──────── Source material ────────

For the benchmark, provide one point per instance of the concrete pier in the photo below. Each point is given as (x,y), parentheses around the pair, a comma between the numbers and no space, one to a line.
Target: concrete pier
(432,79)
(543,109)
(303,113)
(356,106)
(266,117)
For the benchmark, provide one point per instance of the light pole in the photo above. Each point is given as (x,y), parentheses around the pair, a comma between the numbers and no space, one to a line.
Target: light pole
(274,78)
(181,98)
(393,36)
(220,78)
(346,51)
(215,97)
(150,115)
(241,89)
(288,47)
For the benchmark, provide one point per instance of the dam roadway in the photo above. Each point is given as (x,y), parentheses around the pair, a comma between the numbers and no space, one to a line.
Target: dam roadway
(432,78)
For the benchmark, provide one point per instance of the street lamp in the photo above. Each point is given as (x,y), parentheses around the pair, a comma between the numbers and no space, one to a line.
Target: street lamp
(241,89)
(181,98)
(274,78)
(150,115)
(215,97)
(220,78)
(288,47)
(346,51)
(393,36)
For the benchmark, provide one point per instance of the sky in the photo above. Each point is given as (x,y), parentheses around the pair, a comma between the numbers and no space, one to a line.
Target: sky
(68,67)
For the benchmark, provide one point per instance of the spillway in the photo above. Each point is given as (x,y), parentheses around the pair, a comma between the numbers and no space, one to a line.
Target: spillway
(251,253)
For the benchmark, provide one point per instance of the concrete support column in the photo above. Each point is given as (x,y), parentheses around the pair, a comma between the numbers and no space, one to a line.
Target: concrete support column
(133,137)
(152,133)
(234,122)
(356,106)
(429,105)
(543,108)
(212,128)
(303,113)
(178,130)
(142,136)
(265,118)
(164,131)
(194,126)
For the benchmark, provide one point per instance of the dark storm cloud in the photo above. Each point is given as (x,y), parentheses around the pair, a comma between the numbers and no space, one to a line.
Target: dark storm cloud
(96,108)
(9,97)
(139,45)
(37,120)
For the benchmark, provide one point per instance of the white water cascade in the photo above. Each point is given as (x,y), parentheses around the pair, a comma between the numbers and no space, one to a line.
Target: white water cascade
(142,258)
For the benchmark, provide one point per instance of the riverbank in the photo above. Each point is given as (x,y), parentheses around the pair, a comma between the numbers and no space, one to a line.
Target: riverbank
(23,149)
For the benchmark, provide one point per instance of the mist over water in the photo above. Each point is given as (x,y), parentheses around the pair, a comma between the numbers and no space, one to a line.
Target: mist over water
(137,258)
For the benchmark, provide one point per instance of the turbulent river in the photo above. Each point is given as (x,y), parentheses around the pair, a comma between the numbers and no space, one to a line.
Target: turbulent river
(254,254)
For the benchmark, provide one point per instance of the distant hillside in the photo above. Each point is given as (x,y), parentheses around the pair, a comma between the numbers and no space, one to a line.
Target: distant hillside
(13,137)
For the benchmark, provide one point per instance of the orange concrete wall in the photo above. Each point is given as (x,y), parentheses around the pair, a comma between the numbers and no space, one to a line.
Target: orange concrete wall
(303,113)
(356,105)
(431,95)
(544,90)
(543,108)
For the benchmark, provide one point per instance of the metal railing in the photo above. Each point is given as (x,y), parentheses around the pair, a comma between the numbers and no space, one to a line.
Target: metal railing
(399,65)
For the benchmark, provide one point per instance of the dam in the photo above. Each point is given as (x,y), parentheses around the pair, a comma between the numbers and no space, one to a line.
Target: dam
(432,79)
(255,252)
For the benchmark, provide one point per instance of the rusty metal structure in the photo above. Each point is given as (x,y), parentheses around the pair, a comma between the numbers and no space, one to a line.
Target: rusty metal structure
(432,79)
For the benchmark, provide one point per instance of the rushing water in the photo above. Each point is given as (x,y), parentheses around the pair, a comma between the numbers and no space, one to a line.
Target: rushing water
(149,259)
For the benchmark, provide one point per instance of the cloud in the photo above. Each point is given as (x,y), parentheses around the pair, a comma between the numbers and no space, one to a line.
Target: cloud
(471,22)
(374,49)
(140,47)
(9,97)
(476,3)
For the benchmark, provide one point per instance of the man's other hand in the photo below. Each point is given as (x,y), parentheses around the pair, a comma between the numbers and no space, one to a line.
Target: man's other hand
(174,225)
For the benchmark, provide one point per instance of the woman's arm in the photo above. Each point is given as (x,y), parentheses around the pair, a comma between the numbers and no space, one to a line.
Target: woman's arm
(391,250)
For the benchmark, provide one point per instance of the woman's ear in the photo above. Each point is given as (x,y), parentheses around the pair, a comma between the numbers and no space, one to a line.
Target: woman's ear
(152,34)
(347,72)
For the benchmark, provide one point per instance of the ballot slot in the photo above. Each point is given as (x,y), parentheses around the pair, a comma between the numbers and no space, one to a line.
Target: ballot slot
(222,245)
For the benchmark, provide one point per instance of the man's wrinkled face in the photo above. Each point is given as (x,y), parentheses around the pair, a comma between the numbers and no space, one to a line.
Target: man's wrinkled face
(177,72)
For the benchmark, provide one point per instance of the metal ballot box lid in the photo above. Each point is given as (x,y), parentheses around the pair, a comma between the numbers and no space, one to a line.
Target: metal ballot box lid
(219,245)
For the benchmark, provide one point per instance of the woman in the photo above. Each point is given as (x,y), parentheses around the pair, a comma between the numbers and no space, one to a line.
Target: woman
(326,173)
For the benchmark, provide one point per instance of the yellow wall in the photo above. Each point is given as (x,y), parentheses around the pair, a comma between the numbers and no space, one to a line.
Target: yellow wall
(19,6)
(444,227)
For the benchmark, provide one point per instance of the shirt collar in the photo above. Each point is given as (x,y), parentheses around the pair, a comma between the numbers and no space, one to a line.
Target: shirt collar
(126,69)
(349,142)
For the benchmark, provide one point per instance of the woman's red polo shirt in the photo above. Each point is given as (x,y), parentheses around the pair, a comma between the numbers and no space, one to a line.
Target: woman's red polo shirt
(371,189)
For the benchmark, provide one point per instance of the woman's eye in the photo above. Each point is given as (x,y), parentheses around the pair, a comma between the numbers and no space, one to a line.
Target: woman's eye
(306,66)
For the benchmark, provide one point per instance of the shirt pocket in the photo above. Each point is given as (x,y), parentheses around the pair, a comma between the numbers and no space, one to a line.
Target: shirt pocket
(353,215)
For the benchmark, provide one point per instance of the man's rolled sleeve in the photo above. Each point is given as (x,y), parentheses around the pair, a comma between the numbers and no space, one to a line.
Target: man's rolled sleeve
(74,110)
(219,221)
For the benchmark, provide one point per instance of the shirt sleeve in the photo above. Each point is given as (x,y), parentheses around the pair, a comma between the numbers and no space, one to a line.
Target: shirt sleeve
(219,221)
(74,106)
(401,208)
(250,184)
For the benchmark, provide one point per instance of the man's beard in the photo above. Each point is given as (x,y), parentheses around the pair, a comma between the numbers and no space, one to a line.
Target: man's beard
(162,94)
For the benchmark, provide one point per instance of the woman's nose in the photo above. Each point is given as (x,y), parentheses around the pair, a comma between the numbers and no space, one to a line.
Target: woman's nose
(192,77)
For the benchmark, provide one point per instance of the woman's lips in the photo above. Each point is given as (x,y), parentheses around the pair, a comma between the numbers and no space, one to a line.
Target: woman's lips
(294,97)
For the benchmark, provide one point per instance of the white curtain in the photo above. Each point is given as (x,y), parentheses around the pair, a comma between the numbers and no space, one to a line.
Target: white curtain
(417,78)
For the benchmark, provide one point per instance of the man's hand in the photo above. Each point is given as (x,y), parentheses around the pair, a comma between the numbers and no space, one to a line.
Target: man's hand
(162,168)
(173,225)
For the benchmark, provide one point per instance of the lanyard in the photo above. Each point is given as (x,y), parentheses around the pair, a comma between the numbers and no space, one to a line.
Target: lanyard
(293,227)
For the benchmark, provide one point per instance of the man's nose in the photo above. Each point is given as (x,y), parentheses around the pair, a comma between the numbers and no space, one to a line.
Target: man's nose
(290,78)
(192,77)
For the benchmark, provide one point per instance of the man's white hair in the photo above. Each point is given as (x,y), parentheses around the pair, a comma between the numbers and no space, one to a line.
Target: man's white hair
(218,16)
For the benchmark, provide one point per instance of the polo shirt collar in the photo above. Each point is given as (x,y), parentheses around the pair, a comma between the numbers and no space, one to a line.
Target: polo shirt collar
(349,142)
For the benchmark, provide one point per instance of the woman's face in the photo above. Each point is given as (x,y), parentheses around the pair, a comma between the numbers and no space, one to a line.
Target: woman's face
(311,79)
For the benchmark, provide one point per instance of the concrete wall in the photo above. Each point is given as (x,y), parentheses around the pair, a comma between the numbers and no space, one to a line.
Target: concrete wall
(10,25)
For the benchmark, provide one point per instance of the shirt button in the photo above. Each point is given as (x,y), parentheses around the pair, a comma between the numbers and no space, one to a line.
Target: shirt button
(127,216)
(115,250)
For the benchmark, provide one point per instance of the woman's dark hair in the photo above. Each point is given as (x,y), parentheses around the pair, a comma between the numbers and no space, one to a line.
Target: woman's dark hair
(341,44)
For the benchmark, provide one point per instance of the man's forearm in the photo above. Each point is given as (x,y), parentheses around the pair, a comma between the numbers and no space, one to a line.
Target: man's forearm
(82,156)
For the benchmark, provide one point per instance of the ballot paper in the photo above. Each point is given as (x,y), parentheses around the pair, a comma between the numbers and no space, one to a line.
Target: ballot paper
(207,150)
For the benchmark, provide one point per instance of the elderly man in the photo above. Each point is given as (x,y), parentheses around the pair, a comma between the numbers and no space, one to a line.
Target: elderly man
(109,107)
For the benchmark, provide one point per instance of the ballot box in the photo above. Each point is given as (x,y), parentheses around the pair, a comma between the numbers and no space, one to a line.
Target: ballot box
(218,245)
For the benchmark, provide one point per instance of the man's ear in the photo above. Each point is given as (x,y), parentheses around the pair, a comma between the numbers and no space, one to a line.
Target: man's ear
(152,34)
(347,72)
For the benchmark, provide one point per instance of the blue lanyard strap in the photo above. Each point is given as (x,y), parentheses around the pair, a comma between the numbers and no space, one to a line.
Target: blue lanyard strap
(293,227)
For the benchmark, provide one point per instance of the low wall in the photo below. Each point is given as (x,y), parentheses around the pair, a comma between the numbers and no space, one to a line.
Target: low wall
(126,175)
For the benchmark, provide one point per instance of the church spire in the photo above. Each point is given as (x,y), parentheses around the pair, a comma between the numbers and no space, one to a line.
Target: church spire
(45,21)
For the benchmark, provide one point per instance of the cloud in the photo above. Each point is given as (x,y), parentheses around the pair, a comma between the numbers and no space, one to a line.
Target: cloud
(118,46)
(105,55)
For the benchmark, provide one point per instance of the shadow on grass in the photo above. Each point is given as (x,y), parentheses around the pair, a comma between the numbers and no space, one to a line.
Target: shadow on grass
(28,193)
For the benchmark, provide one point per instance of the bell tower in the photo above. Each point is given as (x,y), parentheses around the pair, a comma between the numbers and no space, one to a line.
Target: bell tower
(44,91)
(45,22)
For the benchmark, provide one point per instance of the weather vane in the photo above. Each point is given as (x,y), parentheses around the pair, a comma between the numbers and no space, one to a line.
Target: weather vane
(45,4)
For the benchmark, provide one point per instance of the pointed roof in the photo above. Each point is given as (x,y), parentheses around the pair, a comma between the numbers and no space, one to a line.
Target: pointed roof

────────

(Aim): Find the line containing "For the benchmark, provide one point per instance of the bell" in the material above. Print it and every line after it through the end, exactly and only those.

(Answer to the task):
For the benchmark, provide one point per instance of the bell tower in the photo above. Each point is given as (x,y), parentheses around the pair, a comma between the numbers and no space, one to a line.
Target: bell tower
(44,91)
(45,22)
For the benchmark, provide one point per instance of the weather vane in the photo above. Each point is given as (x,y), parentheses around the pair, a comma between the numbers and no space, one to a line.
Target: weather vane
(45,4)
For the benchmark, provide one point per instance of the pointed roof in the photo above. Each point is given as (x,y), parentheses around the pair, a comma between the numbers and no space, one to a line.
Target: pointed roof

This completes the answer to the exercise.